文档片段
/---
整个上世纪80年代,改革空气弥漫在整个监狱系统上空。

一个在当时特别大胆的设想开始实施——监狱要走向社会。清河农场与北京市东城区检察院、门头沟区政协签订了“帮教协议”,犯人改造第一次成为全社会的任务。

1988年7月7日,魏相如把当时的北京市委书记、市长和司法部部长请到全国政协礼堂,举办了一个声势浩大的“签约活动”——北京市18个区县全都与劳改局签订了“帮教安置协议”。

“当时市委、市政府非常重视和支持监狱改造工作,特许我们有‘一票否决权’。就是说,如果你这个地区的帮教和安置工作达不到指标,即便其他方面工作都好,也不能评先进。”魏相如说,这被司法部称为“北京模式”,轰动了全社会,司法部也把这个办法推广到了全国。

从“报告政府”到“报告警官”

如今,清河分局各监狱崭新的监舍看上去更像是一所大学。两道宽约十米的大铁门,混砖结构五六米高的围墙,上面密布电网。走进清河农场清园监狱,就会看到一个比足球场还要大的广场,两边是一色的三四层崭新楼房。每个监舍30余平方米,住着8~12名犯人。监舍里有电视,有独立洗手间。

清河农场的正式名称已经是“北京市监狱管理局清河分局”。但在监狱管理局内部,它仍然是偏远的北京“飞地”,人们仍然习惯称之为清河农场。
\---
任务目标
请接着上面这段关于清河农场监狱改革的文字往下续写。

提供数据
/---
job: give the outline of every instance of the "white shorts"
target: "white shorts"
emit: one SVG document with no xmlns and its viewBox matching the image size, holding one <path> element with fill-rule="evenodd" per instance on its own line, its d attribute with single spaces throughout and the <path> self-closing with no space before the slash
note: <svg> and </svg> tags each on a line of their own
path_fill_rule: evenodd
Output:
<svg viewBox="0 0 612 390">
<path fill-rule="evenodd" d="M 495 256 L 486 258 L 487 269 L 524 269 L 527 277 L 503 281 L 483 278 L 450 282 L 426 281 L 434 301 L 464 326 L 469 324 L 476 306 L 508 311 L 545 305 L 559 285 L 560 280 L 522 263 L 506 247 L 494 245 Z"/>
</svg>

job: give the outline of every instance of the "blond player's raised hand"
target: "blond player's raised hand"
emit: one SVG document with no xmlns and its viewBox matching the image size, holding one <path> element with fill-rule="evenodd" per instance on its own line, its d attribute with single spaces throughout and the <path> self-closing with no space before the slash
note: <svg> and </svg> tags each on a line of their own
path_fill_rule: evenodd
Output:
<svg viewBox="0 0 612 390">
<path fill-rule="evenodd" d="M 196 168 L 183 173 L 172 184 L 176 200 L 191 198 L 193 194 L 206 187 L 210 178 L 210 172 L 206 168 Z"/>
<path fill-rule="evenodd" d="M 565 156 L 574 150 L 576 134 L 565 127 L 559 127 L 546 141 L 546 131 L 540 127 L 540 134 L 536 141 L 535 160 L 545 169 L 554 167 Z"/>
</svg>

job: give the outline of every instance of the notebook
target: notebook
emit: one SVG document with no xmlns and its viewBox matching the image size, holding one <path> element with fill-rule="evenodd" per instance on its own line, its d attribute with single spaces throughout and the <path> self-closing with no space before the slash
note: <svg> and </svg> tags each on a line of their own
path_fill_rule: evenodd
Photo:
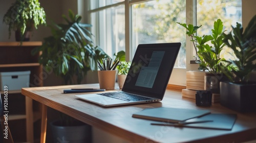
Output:
<svg viewBox="0 0 256 143">
<path fill-rule="evenodd" d="M 133 114 L 133 117 L 166 123 L 178 123 L 209 113 L 210 111 L 206 110 L 159 107 L 146 108 Z"/>
<path fill-rule="evenodd" d="M 103 95 L 97 93 L 76 97 L 104 107 L 160 101 L 165 92 L 181 44 L 139 44 L 121 91 L 106 91 Z M 137 99 L 138 97 L 140 97 L 139 100 Z"/>
</svg>

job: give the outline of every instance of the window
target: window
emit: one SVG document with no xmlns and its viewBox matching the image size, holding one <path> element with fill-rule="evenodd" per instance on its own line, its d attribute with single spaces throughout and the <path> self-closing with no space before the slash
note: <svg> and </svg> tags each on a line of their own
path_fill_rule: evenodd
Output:
<svg viewBox="0 0 256 143">
<path fill-rule="evenodd" d="M 206 5 L 208 6 L 207 9 Z M 229 32 L 230 26 L 235 26 L 237 22 L 242 23 L 242 1 L 197 0 L 197 25 L 202 26 L 198 31 L 198 35 L 211 34 L 210 30 L 213 28 L 214 22 L 219 18 L 223 22 L 225 32 Z M 234 58 L 231 51 L 224 47 L 221 56 L 226 59 Z"/>
<path fill-rule="evenodd" d="M 176 67 L 186 68 L 185 32 L 176 22 L 185 23 L 184 1 L 152 1 L 132 5 L 133 54 L 140 43 L 181 42 Z"/>
<path fill-rule="evenodd" d="M 189 63 L 194 59 L 193 46 L 176 22 L 202 25 L 200 31 L 205 34 L 218 18 L 225 21 L 226 28 L 241 21 L 242 0 L 88 1 L 94 42 L 110 56 L 123 50 L 131 60 L 138 44 L 181 42 L 169 83 L 183 86 L 186 71 L 198 65 Z"/>
</svg>

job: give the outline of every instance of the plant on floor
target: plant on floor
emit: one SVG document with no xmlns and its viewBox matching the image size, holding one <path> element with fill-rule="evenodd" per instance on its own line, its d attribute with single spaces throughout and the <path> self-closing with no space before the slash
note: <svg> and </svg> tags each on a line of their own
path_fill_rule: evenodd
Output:
<svg viewBox="0 0 256 143">
<path fill-rule="evenodd" d="M 9 26 L 9 38 L 14 30 L 19 32 L 23 39 L 25 32 L 46 25 L 46 15 L 38 0 L 16 0 L 4 16 L 3 21 Z"/>
<path fill-rule="evenodd" d="M 225 45 L 222 41 L 223 38 L 223 24 L 219 19 L 214 22 L 214 28 L 211 30 L 211 35 L 199 36 L 196 35 L 199 27 L 193 25 L 177 22 L 187 30 L 186 34 L 191 37 L 191 41 L 196 51 L 196 57 L 198 59 L 196 62 L 199 64 L 199 70 L 208 70 L 212 74 L 219 74 L 221 72 L 220 66 L 225 60 L 220 57 L 220 53 Z M 207 42 L 210 41 L 211 44 Z M 225 62 L 222 63 L 224 64 Z M 227 65 L 225 65 L 227 66 Z"/>
<path fill-rule="evenodd" d="M 87 29 L 92 25 L 80 23 L 81 16 L 70 10 L 69 16 L 70 20 L 62 15 L 67 24 L 49 26 L 52 36 L 44 38 L 42 46 L 33 52 L 41 52 L 39 63 L 62 77 L 66 84 L 75 83 L 74 76 L 79 84 L 88 71 L 97 69 L 98 60 L 108 56 L 94 44 Z"/>
<path fill-rule="evenodd" d="M 256 15 L 244 30 L 241 24 L 232 26 L 232 30 L 224 34 L 223 41 L 233 51 L 236 58 L 227 61 L 233 66 L 229 70 L 222 68 L 231 82 L 246 84 L 249 73 L 256 70 Z"/>
</svg>

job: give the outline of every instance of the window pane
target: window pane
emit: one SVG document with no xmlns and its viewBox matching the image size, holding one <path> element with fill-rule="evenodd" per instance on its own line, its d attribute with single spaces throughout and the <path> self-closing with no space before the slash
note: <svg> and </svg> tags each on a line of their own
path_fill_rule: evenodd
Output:
<svg viewBox="0 0 256 143">
<path fill-rule="evenodd" d="M 220 19 L 224 29 L 229 32 L 231 26 L 242 23 L 242 0 L 197 0 L 197 25 L 202 25 L 198 30 L 199 36 L 211 35 L 214 21 Z M 221 57 L 226 59 L 234 58 L 230 49 L 224 48 Z"/>
<path fill-rule="evenodd" d="M 100 1 L 91 1 L 91 10 L 103 7 L 108 5 L 111 5 L 122 2 L 124 0 L 100 0 Z"/>
<path fill-rule="evenodd" d="M 111 57 L 116 52 L 125 51 L 124 6 L 93 12 L 91 16 L 95 43 Z"/>
<path fill-rule="evenodd" d="M 138 44 L 181 42 L 176 67 L 186 67 L 185 1 L 153 1 L 132 5 L 133 54 Z"/>
</svg>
\---
回答
中国开始提倡创建现代化文明监狱,开始注重服刑人员的心理转化和改造,着眼于服刑人员在服刑期满后能更好地融入社会大环境。

清河农场走过了60年风云。在相当一段时期,专政观念致使所有到大墙里的人,不管是什么类型的罪犯,统统被列为专政对象。而专政管理对象只能遵循一个规律——我说你做,只许你这样,不允许你那样。由于监狱是专政机关,这种性质更加强烈。

然而,1994年《监狱法》的出台,直接改变了清河农场的行刑理念,监狱的刑罚特征逐渐取代政治性特征。一个细微但却鲜明的特征是,犯人有事以前喊“报告政府”,现在是“报告警官”。当然,清河监狱60年的变化绝不仅仅止于此。

“部级现代化文明监狱”

现在,北京市监狱管理局14所监狱已有9所被评为“部级现代化文明监狱”。走过60年,清河农场从新中国第一劳改农场变成了现代文明监狱。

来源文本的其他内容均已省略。